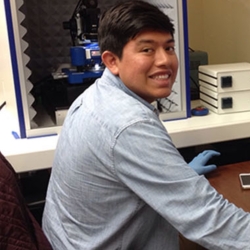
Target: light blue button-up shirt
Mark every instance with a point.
(118, 182)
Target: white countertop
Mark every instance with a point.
(38, 153)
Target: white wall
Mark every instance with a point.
(7, 91)
(221, 28)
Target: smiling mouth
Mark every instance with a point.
(161, 77)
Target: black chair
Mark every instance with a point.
(18, 227)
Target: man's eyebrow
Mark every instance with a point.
(142, 41)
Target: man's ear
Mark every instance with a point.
(111, 61)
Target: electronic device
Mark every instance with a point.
(85, 52)
(196, 58)
(225, 88)
(245, 180)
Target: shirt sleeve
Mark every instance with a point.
(148, 163)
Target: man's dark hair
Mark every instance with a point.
(124, 21)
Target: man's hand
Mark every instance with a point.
(198, 164)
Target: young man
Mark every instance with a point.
(117, 180)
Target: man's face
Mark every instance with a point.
(149, 65)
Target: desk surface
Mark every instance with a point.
(38, 153)
(226, 181)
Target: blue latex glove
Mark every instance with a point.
(198, 164)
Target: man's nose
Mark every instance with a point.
(162, 58)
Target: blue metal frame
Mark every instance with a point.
(186, 56)
(15, 69)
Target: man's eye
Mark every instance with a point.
(147, 50)
(171, 48)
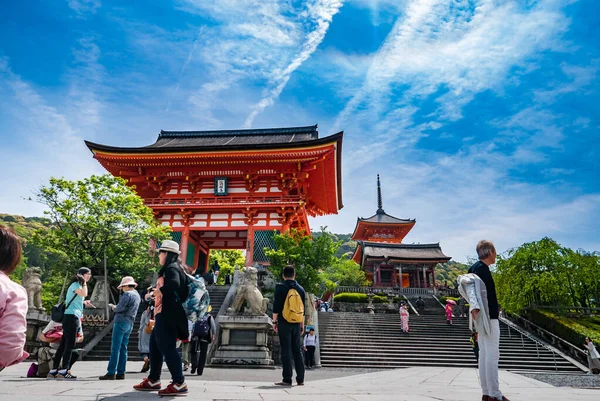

□ □ □ □ □

*Work instruction*
Check every line of the material for the string "white" and give the number of lines that have it, without anything else.

*Answer to the exercise*
2